====== Lesetext ======

Du setzt Dich in Deinem Buch intensiv mit der Geschichte Deiner Familie auseinander. Was hat Dich dazu bewegt, dieses Thema in Buchform zu bearbeiten?
Die Texte meines Vaters ließen dessen Willen durchscheinen, seinen Erlebnissen schriftlich Ausdruck zu verleihen. Als Mensch, der Bücher geliebt, in ihnen gelebt und aus ihnen viel Kraft und Inspiration gezogen hat, lebte mir mein Vater, der ja auch Journalist und Buchautor war, einen intensiven Umgang mit Literatur vor. Die Prosa hat mir darüber hinaus einen deutlich größeren Raum gegeben, um über die äußerst komplexen Themen zu sprechen, die mit seiner Verfolgungsgeschichte im Zusammenhang stehen.
Dann kommt noch der Aspekt des geschriebenen Worts als Form der Erinnerung hinzu. Auch bei meinen Recherchen, etwa zu meiner Urgroßmutter Berta Tallert über das Yad Vashem, die ja erst einmal persönlich und nicht literarisch motiviert waren, merkte ich, welche Bedeutung dem zukommt, wenn die Namen der Menschen und das, was ihnen damals angetan wurde, geschrieben steht. Das geschriebene Wort schien mir also auch als ein unverzichtbares Mittel der Erinnerung.
Dein Vater wurde noch von den Nazis verfolgt, obwohl Du erst 1986 geboren wurdest. Da fehlt quasi eine Generation dazwischen. Was meinst du, wie hat dich diese Generationenüberschneidung geprägt?

====== Datensätze ======

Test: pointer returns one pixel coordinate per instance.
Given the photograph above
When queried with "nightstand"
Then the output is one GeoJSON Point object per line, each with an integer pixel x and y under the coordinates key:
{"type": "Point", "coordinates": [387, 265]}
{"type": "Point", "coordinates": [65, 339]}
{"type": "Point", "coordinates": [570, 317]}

======

Aufgaben:
[1] Welche Berufe übte der Vater laut dem Interview zur Familiengeschichte aus?
[2] Nimm das Interview zur Familiengeschichte nach seinem letzten Satz wieder auf und schreibe es weiter.

Lösungen:
[1] Er war Journalist und Buchautor.

[2]
Diese Diskrepanz ist sicherlich eines der zentralen Motive des Buchs. Ich empfand mich dadurch immer ein wenig als einen Anachronismus. Das führte natürlich zu großen Unterschieden zwischen meinen Altersgenossen und mir im Zugang zur Thematik. Es schuf ein Gefühl der Fremdheit, nicht nur wegen des zeitlichen Abstands, den meine Mitmenschen zu all dem hatten, sondern auch, weil ich in einer Dominanzgesellschaft aufgewachsen bin, in der jüdisches Leben kaum oder gar nicht stattgefunden hat und in der für meinen Vater eigentlich alle Brücken zur jüdischen Identität und zu Menschen, die keinen Täter- oder Mitläuferhintergrund hatten, niedergerissen waren. Das schaffte ein Gefühl der Isolation. Gegenüber der deutschen Gesellschaft und Gegenwart und gegenüber jeglicher Identität nahm ich durch diese Prägung eine äußerst kritische, vielleicht auch ängstliche oder gar despektierliche Haltung ein.
In deinem Buch geht es um die Grausamkeiten des NS-Regimes und den Auswirkungen auf nachfolgende Generationen. Du warst 12, als dein Vater starb. Wie manifestierten sich diese Grausamkeiten?
Ich habe mit sechs Jahren erfahren, was er erlebt hat, und versuche seit diesem Tag, mir darüber Klarheit zu verschaffen, was das für ihn bedeutete und was ich davon in mir trage. Diese Erfahrungen waren ein Teil von ihm. Ich glaube, auf meinem Vater lastete das Bewusstsein von sehr viel Verlust, von den Toten in seiner Familie sowie die Erinnerung an selbst erfahrene Demütigungen, an Folter. All dies überlebt zu haben, bedeutete für ihn nicht nur Glück, sondern bis ans Ende seiner Tage einen täglichen Kampf gegen den Hass seiner Peiniger. Es bedeutete eine große Anstrengung, „trotzdem Ja zum Leben zu sagen“, wie es der Psychiater und Auschwitz-Überlebende Viktor Frankl formuliert hat. Meinem Vater war immer sehr wichtig, nicht zurück zu hassen und die Würde des Menschen zu verteidigen.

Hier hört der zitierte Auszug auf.